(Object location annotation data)
-- BEGIN --

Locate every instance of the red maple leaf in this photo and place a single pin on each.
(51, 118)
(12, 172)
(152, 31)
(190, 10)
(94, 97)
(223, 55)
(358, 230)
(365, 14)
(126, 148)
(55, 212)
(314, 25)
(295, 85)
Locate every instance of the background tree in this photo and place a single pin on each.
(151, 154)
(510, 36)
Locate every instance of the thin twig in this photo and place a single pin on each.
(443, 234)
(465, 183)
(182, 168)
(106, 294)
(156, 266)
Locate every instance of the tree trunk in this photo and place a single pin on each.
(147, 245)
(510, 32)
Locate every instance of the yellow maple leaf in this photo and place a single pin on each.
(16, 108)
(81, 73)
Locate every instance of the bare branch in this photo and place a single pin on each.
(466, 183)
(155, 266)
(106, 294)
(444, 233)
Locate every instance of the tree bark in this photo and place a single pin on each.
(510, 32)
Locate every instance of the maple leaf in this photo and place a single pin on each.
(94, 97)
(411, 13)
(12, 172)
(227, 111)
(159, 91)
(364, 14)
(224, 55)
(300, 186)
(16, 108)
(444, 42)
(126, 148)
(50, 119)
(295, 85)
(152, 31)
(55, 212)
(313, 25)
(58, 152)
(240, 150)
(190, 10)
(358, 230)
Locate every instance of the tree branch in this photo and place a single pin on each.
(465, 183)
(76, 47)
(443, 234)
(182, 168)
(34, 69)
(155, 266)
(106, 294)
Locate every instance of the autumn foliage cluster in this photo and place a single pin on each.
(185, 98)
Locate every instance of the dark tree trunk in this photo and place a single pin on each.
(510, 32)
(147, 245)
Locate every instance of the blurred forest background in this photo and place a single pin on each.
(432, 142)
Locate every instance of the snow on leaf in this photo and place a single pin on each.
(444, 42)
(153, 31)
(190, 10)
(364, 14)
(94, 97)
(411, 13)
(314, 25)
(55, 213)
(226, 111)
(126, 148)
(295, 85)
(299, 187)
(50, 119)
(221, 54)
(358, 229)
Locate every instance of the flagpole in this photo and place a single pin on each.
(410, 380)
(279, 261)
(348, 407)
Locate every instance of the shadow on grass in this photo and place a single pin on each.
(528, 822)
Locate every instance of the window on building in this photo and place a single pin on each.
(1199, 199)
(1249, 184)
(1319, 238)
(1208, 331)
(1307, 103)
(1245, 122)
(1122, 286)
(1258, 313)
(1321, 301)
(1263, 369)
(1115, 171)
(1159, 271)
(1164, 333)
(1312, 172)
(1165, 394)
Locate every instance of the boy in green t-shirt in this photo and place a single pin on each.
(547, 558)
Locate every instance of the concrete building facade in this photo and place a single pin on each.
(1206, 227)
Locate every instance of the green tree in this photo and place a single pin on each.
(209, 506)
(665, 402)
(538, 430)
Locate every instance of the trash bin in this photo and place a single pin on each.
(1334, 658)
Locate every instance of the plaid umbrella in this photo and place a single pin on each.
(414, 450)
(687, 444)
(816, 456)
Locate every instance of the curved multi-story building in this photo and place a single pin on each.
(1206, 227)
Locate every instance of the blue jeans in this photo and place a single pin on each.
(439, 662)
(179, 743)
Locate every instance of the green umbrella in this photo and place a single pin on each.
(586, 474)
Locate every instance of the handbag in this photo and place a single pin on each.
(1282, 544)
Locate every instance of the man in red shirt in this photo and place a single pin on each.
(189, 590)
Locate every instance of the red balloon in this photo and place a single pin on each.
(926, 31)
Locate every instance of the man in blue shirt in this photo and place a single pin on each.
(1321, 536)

-- END --

SET EXERCISE: In the listing above, find the line containing "Locate every instance of the plaid" and please quote exactly that line through the last one, and no other lines.

OUTPUT OF THE TASK:
Locate every instance of the plaid umbrella in this photo and place a single pin on each.
(414, 450)
(687, 444)
(816, 456)
Locate every instance of the curved multi-story building in this photo and place a single pin on each.
(1206, 227)
Locate every instance of the blue jeans in this photo and place a single pin on each.
(439, 662)
(179, 743)
Locate every instance of the green umbrella in this photo and place a single pin on each.
(586, 474)
Locate every instance of the handbag in this photo and place a single pin on each.
(1282, 544)
Locate every instance of the man in red shirt in this photo and place a single pin on each.
(189, 590)
Locate every instance of the red balloon in this photo and place a single pin on each.
(926, 31)
Locate every instance of the man in blue shirt in this photo and place a single pin on each.
(1321, 536)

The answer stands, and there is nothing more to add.